What you have to do —
Rewrite every line of the records below as a JSON list of strings, one string per line, and leave out any blank lines.

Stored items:
========================

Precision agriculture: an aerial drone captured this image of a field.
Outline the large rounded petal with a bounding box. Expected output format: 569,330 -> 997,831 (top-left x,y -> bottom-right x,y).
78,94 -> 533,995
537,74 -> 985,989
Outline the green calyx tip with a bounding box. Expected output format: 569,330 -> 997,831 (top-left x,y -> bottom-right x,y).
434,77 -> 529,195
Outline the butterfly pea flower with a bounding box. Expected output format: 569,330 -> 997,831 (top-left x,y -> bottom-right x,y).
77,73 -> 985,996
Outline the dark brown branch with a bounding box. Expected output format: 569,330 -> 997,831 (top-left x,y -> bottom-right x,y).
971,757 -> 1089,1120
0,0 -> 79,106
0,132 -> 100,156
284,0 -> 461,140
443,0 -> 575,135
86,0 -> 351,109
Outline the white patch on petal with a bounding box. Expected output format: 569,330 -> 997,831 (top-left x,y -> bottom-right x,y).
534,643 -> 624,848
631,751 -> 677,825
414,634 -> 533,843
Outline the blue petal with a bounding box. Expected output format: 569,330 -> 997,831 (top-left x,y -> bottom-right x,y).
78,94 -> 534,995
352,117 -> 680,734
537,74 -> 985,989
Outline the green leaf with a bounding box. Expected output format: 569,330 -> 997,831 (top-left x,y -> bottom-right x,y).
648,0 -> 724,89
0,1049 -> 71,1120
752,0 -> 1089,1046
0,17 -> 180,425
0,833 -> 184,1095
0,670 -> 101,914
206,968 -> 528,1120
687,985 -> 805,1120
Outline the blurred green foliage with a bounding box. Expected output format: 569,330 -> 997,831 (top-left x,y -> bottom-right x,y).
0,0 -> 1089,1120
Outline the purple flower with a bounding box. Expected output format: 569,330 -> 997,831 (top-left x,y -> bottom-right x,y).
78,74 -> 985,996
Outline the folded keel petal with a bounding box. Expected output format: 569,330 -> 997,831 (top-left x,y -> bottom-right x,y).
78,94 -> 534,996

========================

The answer —
[
  "Precision agriculture: an aerial drone captured this image of a field.",
  "Outline the large rounded petal with a bounding box. Expected output format: 569,330 -> 997,831 (top-left x,y -> bottom-right x,y).",
  "78,94 -> 533,995",
  "537,74 -> 985,989",
  "Outline the green calyx tip with a bounding box. Expected output format: 569,330 -> 997,831 (top-left x,y -> bottom-right x,y).",
  "434,77 -> 529,195",
  "Outline the butterfly pea flower with a bounding box. Expected output format: 569,330 -> 997,831 (top-left x,y -> bottom-right x,y).",
  "77,73 -> 985,996",
  "Outline the dark brown branch with a bounding box. Expected output format: 569,330 -> 997,831 (top-left x,y -> bottom-right x,y).",
  "971,757 -> 1089,1120",
  "0,0 -> 79,106",
  "0,132 -> 100,156",
  "284,0 -> 461,140",
  "443,0 -> 575,135",
  "86,0 -> 351,109",
  "Outline the white patch on petal with a bounding box. Expected output format: 569,330 -> 997,831 (top-left x,y -> bottom-right x,y).",
  "534,643 -> 624,848",
  "631,751 -> 677,825",
  "414,634 -> 533,843",
  "Outline the blue petal with a bounding box. Expected output format: 569,330 -> 997,831 (top-left x,y -> bottom-right x,y).",
  "78,94 -> 534,995",
  "352,117 -> 680,734",
  "537,74 -> 985,989",
  "Outline the green leaf with a bounding box. Expected output format: 569,330 -> 997,831 (top-left x,y -> bottom-right x,y).",
  "648,0 -> 724,89",
  "0,1049 -> 71,1120",
  "752,0 -> 1089,1046",
  "0,17 -> 180,425",
  "0,833 -> 184,1095",
  "0,670 -> 101,914",
  "206,968 -> 528,1120",
  "687,985 -> 805,1120",
  "Outline the blurred green foliage with a bounding box. Expected output format: 569,330 -> 997,831 (top-left x,y -> bottom-right x,y).",
  "0,0 -> 1089,1120",
  "Outline the purple flower with a bounding box. Expected output format: 569,330 -> 997,831 (top-left x,y -> bottom-right x,y).",
  "78,74 -> 985,996",
  "Outline the folded keel petal with a bounding box. Expected output format: 569,330 -> 997,831 (top-left x,y -> bottom-right x,y).",
  "78,94 -> 534,996"
]